Work request 1
In the passage on caregiver helplessness, where did one mom lock herself to cry?
Work request 2
From the passage on caregiver helplessness, extract word for word the stretch that starts at "The Breakdown" and stops after "aggression…It adds up.".

Excerpted text
= Beginning of Section =
Caregiver Helplessness

We are trying to help them as parents. As you might have seen on Channel 5 News this week, one of our awesome Autism Moms explained how we as parents are trying to help. We keep learning and attending trainings, watching YouTube videos, taking part in parent support groups. We do anything to get advice and strategies to help our child. All of you as parents know that it hurts so much to watch our kids in pain- to watch them struggle. And that’s what many of our special needs parents are dealing with right now. We see what is happening with them and we honestly don’t know how to help or are trying to help, but it’s not quite working.

The Breakdown

So with all this extra pressure and work trying to help our kids who were already having a hard time in this world before COVID, we, as special needs caregivers, are on the brink too. The lack of sleep, the constant battle to try to teach and help with things that should be easy: feeding, bathing, handling loud noises, and now dealing with trying to be teacher and the aggression…It adds up.

This week, one mom messaged me to tell me how guilty she felt because she locked herself in the bathroom to cry. She’s swamped at work. Her son hasn’t been sleeping well and is struggling with eating. He was in the middle of a bad meltdown and she broke. She locked herself in the bathroom.

Another mom wrote to me this week too to talk about how she cries a lot. She asks God, why her child? Why does she have to suffer? Because a lot of these problems ARE painful to our children. It’s not just difficult. It’s downright painful.

Taking A Moment

Last week I wrote about trying not to judge. I asked you all to please take the challenge. Support, learn, ask questions, but try not to judge because if you don’t live it, you truly don’t know. These moms feel guilty about not being able to do enough to help their children. They feel weak that they cry and might breakdown for a couple moments. It breaks their heart so much they literally lock themselves in the bathroom for a couple minutes to cry – even though this makes them feel more guilty that they are not out there helping their child. They judge themselves harder than anyone else can. I know.
= End of Section =
Provided information
= Beginning of Section =
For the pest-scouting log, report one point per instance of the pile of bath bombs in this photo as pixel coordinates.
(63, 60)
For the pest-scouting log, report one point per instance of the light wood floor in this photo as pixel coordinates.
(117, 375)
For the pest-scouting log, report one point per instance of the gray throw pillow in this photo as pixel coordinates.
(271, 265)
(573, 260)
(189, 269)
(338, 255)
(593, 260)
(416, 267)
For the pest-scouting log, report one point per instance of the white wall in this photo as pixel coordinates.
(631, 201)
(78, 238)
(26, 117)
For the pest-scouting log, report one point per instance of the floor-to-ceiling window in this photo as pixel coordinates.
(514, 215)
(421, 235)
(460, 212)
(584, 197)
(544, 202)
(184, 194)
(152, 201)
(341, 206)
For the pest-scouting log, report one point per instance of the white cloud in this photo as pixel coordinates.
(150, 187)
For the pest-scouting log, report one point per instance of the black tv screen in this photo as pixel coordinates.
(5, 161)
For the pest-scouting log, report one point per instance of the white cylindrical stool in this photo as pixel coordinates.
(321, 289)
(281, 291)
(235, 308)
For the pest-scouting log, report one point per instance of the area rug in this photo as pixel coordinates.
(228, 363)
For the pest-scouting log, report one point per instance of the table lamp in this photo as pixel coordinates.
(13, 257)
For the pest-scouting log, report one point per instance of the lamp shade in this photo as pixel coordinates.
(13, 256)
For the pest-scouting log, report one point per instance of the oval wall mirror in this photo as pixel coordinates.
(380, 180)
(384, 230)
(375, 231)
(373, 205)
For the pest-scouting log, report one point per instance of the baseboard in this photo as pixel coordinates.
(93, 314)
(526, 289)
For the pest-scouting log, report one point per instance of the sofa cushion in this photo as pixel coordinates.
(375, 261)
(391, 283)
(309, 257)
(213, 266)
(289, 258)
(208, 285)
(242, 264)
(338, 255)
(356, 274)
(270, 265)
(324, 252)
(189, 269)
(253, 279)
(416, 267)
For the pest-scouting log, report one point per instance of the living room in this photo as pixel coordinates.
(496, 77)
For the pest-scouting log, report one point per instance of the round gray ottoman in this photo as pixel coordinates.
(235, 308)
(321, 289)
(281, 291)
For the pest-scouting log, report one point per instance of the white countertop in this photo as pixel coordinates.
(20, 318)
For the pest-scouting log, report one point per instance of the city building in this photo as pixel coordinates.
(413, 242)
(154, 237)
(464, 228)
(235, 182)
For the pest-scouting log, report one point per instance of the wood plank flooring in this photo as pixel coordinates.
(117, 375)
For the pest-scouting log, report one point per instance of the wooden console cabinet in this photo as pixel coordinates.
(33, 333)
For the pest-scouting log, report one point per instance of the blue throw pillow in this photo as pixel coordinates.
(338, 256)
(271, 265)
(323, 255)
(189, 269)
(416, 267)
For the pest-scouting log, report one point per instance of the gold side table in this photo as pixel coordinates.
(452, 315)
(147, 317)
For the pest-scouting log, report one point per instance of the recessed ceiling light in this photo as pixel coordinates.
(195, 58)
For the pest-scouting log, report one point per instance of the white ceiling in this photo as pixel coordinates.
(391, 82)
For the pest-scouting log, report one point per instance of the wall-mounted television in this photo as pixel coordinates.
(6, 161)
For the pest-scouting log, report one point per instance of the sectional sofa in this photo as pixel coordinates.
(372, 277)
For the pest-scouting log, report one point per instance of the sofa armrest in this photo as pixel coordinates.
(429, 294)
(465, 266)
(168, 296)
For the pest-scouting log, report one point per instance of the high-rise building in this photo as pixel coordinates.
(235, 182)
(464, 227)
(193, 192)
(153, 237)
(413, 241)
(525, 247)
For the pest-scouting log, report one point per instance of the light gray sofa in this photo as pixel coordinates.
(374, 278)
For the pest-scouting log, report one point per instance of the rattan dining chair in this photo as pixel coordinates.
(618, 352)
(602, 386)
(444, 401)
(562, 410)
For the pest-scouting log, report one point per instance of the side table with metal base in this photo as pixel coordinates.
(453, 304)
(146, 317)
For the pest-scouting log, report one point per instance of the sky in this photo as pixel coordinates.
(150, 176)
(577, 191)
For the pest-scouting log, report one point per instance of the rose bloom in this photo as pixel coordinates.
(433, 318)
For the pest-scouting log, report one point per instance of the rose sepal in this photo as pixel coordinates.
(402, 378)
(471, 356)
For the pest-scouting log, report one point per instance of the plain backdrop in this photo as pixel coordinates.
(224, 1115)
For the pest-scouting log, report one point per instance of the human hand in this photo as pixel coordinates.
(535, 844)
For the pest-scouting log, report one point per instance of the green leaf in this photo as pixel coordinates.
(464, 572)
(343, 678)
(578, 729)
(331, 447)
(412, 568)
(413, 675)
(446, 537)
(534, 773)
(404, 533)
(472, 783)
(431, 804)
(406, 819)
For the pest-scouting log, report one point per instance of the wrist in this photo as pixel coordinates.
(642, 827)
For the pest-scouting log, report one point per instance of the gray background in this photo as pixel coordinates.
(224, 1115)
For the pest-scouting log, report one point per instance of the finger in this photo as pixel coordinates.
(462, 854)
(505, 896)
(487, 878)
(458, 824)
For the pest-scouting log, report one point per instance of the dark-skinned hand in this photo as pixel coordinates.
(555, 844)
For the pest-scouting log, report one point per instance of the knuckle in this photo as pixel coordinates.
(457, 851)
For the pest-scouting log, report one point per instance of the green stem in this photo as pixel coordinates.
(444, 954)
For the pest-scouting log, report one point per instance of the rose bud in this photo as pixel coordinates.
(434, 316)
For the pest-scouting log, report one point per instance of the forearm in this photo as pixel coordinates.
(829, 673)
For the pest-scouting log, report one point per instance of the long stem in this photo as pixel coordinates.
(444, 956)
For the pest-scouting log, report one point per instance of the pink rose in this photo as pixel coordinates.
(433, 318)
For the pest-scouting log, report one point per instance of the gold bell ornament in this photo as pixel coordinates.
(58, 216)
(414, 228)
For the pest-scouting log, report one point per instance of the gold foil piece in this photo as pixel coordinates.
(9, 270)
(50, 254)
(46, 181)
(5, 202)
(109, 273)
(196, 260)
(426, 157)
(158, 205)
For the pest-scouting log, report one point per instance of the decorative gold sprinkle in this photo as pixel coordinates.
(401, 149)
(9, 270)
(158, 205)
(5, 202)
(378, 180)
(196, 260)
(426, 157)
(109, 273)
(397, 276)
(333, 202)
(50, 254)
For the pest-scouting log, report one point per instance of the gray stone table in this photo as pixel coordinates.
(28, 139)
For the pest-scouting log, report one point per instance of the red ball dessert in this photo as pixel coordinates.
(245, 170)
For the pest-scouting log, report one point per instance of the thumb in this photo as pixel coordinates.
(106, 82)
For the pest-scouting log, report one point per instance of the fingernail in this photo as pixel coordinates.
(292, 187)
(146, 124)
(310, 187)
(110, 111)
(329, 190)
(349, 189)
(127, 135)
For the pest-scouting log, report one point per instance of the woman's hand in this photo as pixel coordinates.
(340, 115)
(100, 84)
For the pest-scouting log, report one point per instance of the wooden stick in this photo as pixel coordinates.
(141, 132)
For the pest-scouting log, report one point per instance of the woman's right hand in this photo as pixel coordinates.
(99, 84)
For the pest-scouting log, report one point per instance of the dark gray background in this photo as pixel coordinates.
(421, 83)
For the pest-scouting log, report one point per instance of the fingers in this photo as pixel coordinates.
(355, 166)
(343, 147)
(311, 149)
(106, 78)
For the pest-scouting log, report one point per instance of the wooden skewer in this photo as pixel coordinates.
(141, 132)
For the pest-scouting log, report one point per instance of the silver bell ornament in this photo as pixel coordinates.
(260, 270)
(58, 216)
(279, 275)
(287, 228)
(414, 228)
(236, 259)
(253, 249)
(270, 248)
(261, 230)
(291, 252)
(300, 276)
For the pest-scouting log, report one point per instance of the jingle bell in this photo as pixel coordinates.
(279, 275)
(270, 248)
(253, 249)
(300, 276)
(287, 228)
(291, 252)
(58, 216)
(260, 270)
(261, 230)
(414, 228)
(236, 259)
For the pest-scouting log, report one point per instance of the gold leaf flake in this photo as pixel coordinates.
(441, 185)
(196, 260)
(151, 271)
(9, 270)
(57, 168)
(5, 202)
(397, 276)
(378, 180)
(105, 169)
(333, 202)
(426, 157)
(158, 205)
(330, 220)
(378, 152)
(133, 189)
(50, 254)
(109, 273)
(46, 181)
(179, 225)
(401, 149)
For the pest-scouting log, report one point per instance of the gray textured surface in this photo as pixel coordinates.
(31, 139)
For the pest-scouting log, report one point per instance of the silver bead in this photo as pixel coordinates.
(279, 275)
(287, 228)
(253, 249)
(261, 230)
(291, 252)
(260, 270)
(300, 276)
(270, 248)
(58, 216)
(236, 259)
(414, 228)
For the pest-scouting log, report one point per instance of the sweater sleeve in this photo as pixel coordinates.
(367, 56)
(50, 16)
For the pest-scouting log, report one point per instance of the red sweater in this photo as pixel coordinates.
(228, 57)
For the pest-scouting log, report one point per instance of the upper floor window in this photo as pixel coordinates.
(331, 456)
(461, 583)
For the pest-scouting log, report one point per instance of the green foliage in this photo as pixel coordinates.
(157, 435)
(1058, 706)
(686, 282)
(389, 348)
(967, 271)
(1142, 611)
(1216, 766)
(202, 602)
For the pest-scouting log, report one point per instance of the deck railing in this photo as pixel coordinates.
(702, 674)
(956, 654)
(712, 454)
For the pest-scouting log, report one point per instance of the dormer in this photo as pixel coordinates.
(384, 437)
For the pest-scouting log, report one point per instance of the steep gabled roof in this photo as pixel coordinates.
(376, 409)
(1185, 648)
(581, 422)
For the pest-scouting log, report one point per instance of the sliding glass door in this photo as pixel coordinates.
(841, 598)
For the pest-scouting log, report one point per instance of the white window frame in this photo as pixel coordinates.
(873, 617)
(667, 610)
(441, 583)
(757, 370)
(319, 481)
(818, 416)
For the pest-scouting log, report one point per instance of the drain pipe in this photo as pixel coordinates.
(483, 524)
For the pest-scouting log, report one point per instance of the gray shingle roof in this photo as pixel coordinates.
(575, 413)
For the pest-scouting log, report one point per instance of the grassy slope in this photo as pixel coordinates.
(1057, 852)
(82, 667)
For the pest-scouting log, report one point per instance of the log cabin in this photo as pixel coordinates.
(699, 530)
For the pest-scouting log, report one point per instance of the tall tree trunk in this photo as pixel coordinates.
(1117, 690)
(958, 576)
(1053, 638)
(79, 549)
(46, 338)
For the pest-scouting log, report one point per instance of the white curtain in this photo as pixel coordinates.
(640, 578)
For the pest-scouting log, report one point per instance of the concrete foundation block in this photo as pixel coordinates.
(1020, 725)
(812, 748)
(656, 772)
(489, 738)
= End of Section =
Reply 1
In the bathroom.

Reply 2
The Breakdown

So with all this extra pressure and work trying to help our kids who were already having a hard time in this world before COVID, we, as special needs caregivers, are on the brink too. The lack of sleep, the constant battle to try to teach and help with things that should be easy: feeding, bathing, handling loud noises, and now dealing with trying to be teacher and the aggression…It adds up.